[Polygon-Annotationen für Fotos]
───
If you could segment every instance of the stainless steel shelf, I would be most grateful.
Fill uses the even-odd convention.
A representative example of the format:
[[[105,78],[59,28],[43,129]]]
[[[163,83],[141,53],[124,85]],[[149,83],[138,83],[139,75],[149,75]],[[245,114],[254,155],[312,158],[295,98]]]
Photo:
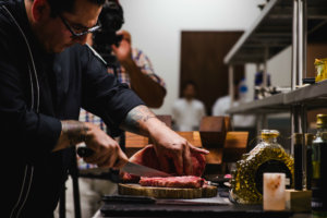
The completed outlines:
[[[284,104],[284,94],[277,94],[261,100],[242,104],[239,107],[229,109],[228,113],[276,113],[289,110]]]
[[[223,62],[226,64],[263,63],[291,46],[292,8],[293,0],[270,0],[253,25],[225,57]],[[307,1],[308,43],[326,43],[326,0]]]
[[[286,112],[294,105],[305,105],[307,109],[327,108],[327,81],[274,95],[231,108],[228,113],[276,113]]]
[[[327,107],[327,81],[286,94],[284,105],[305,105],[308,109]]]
───
_Aufgabe_:
Zähle, in wie vielen Zeilen des Materials oben die Zeichenfolge "segment" vorkommt. Gib nur die Zahl an.

_Ergebnis_:
1